Working data:
· · · · ·

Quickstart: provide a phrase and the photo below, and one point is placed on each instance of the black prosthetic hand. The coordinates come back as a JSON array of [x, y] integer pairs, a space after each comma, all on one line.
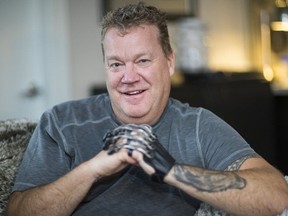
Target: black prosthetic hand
[[140, 138]]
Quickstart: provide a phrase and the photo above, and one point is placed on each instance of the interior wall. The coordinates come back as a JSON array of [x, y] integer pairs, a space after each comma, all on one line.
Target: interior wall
[[228, 34], [85, 51]]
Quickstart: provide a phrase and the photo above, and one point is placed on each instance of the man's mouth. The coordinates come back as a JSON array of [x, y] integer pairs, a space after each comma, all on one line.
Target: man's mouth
[[134, 92]]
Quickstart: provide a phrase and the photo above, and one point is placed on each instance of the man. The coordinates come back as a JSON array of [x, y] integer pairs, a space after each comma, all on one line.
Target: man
[[194, 156]]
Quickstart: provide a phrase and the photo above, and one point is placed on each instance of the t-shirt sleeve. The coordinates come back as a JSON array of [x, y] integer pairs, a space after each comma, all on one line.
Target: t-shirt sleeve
[[45, 159], [221, 144]]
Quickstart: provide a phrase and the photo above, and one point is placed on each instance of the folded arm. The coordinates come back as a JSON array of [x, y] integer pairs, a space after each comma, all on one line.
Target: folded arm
[[255, 189]]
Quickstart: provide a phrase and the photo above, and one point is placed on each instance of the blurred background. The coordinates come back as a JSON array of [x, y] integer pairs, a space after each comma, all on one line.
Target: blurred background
[[232, 58]]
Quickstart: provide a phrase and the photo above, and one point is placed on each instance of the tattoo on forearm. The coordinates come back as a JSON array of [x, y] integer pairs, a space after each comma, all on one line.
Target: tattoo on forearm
[[237, 164], [208, 180]]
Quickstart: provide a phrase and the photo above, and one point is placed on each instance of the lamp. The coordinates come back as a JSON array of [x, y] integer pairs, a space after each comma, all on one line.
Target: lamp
[[280, 17]]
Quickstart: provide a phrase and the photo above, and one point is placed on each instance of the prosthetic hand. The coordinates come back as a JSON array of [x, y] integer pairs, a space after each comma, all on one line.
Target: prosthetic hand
[[140, 138]]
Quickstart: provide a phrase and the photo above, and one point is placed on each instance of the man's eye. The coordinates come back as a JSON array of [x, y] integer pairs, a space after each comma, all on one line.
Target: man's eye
[[143, 61]]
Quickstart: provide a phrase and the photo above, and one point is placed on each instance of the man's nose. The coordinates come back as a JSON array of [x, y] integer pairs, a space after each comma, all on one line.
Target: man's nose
[[130, 74]]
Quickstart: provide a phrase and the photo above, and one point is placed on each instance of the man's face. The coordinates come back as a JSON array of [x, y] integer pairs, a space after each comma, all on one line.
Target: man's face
[[138, 74]]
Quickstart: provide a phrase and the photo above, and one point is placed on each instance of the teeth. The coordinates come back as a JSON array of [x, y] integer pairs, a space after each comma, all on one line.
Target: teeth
[[134, 92]]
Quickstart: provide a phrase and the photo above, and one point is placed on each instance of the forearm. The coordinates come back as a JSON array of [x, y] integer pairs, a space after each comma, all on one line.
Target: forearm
[[58, 198], [247, 192]]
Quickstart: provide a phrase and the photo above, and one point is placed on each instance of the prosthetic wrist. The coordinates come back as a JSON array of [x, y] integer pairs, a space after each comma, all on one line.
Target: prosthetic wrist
[[140, 138]]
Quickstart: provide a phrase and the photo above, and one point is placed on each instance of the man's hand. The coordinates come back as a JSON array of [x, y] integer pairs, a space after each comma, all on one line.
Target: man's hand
[[140, 138]]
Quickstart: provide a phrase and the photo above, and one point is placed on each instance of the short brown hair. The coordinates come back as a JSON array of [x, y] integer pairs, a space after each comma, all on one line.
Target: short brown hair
[[134, 15]]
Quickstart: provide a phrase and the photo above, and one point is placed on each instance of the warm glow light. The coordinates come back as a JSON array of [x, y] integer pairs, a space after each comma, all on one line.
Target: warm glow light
[[268, 73], [279, 26]]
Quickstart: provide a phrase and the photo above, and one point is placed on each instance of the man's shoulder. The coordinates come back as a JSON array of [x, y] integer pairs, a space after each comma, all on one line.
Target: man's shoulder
[[80, 110], [183, 107]]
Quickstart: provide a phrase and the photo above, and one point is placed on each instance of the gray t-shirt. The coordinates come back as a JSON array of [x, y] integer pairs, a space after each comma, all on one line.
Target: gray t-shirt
[[72, 132]]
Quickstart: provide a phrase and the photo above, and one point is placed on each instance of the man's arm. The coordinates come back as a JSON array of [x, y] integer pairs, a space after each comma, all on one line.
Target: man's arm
[[62, 196], [256, 189]]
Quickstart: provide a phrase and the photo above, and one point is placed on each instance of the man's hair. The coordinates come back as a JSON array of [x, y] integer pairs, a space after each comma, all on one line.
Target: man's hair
[[134, 15]]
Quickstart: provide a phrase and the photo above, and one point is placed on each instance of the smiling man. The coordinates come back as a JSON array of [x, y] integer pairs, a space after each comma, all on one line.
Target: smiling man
[[158, 156], [138, 75]]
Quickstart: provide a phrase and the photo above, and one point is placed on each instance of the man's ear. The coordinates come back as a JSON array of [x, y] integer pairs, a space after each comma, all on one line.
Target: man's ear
[[171, 62]]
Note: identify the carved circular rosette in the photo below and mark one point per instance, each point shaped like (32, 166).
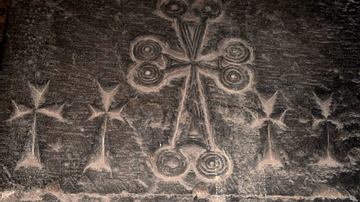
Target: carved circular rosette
(235, 77)
(170, 162)
(148, 74)
(208, 10)
(147, 50)
(214, 165)
(174, 8)
(236, 52)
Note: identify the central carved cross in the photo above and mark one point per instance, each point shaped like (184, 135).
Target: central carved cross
(156, 65)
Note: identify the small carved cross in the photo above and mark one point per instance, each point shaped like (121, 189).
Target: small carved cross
(31, 155)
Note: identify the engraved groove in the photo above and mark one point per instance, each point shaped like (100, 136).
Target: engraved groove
(211, 164)
(148, 74)
(174, 8)
(236, 52)
(208, 10)
(234, 78)
(147, 50)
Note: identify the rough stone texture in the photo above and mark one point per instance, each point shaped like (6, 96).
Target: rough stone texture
(177, 100)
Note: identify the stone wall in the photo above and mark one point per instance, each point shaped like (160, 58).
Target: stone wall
(176, 100)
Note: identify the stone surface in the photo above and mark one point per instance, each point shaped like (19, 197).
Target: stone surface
(176, 100)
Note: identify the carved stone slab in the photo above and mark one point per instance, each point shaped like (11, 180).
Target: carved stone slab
(175, 100)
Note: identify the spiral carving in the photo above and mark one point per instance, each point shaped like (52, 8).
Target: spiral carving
(171, 163)
(149, 74)
(147, 50)
(236, 52)
(234, 78)
(174, 8)
(208, 10)
(211, 164)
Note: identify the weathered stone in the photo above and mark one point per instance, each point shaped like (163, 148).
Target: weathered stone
(176, 100)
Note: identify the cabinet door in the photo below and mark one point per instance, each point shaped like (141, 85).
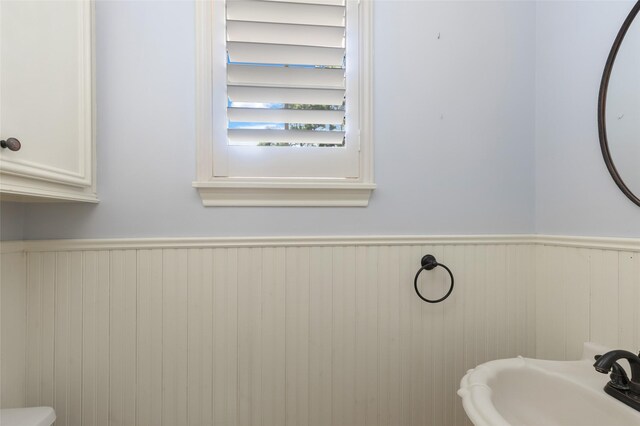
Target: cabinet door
(46, 96)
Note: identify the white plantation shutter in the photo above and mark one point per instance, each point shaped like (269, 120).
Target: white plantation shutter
(287, 106)
(284, 102)
(286, 72)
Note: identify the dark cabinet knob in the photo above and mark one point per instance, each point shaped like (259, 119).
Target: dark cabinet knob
(12, 143)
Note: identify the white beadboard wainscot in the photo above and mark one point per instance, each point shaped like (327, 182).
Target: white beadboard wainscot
(13, 331)
(586, 290)
(295, 331)
(270, 331)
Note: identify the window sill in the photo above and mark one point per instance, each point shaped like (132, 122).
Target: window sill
(284, 194)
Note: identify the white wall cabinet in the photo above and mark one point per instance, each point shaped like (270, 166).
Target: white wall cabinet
(47, 101)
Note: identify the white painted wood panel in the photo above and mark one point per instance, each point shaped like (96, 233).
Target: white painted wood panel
(275, 335)
(13, 325)
(586, 294)
(279, 334)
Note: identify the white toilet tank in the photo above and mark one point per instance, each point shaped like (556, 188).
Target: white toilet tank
(32, 416)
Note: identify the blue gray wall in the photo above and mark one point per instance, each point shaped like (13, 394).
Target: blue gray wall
(11, 221)
(454, 129)
(575, 194)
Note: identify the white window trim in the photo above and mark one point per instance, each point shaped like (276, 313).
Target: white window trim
(231, 191)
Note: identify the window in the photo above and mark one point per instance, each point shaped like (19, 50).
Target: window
(284, 102)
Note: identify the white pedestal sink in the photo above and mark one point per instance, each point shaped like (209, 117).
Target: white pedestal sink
(524, 391)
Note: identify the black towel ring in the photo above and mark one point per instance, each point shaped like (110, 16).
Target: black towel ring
(428, 263)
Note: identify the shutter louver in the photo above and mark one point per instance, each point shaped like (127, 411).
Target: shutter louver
(286, 72)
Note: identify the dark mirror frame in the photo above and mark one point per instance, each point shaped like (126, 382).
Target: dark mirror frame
(602, 104)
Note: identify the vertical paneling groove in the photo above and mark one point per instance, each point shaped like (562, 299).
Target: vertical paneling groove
(305, 335)
(13, 312)
(200, 333)
(34, 329)
(123, 325)
(296, 339)
(174, 337)
(320, 315)
(149, 343)
(47, 377)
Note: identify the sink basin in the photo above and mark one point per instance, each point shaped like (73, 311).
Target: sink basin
(525, 391)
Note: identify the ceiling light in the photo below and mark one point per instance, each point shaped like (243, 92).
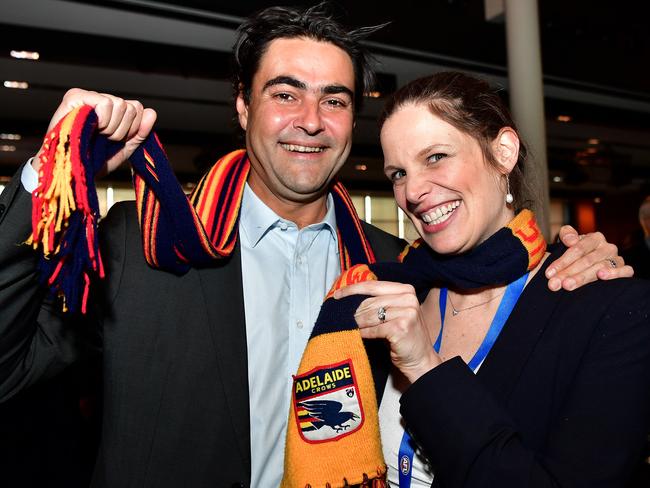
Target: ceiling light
(11, 137)
(20, 85)
(31, 55)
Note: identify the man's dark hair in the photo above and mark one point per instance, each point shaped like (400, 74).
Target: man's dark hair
(317, 23)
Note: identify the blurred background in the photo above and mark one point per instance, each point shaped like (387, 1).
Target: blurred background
(174, 57)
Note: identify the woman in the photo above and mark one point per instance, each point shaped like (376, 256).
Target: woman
(508, 384)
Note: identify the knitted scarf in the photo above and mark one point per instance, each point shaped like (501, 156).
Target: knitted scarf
(333, 431)
(178, 232)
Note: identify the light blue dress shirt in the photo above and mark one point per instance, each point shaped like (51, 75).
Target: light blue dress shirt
(286, 274)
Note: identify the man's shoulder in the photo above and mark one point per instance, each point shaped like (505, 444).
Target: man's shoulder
(386, 246)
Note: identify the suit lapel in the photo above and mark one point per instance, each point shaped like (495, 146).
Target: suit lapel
(501, 369)
(224, 300)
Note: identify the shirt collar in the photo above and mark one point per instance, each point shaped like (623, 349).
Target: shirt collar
(256, 219)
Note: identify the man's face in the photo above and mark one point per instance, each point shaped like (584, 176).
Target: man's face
(298, 121)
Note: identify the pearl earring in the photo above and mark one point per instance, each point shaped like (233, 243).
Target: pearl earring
(509, 197)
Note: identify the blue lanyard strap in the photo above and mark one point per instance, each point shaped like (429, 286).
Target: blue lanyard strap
(507, 304)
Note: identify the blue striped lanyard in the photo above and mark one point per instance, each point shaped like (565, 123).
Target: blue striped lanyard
(508, 302)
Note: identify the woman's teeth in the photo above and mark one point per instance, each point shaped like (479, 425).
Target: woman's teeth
(440, 214)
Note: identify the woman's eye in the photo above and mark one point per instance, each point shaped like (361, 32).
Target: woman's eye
(434, 158)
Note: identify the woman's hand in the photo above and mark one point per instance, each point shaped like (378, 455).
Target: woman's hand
(393, 313)
(588, 258)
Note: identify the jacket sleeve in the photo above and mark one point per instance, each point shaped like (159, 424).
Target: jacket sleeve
(594, 441)
(36, 341)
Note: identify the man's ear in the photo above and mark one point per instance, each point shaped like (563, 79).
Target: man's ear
(505, 148)
(242, 110)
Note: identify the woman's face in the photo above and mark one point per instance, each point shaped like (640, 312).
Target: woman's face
(442, 181)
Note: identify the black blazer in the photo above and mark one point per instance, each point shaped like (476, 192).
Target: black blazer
(175, 407)
(562, 399)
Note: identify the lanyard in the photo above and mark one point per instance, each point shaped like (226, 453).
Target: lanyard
(508, 302)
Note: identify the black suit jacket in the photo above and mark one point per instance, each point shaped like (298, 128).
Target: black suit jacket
(175, 408)
(562, 399)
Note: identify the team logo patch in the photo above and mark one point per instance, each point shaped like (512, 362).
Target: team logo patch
(326, 402)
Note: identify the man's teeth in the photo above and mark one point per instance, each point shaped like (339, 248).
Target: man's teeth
(296, 148)
(440, 214)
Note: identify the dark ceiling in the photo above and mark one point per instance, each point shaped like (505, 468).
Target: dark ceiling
(175, 58)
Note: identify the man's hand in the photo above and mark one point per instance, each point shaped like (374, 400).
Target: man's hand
(589, 257)
(118, 119)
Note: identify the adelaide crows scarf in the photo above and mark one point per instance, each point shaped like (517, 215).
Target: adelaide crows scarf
(333, 434)
(178, 232)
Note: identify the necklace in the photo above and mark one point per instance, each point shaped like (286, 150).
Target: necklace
(455, 311)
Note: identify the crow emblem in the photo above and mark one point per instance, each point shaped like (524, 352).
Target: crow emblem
(328, 413)
(326, 402)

· · · · ·

Your objective: Please give back exactly the lines of the listing above that run from the one containing "Target: white wall cabinet" through the one containing "Note: identify the white window", and only those.

Your response:
Target: white wall cabinet
(47, 101)
Note: identify the white painted wood panel in the photo above and mark one point per instance, each point shaped like (96, 233).
Target: white painted wood panel
(275, 335)
(13, 325)
(586, 294)
(279, 334)
Note: identify the white toilet tank in the photo above and mark one point per instance, each point shaped like (556, 188).
Target: white toilet tank
(32, 416)
Note: identify the blue gray wall in the photo above and mark one point per instance, each point shaped like (13, 394).
Target: blue gray wall
(11, 221)
(454, 129)
(575, 194)
Note: identify the white window trim in the photo above and mark one point per instance, each point shaped like (276, 313).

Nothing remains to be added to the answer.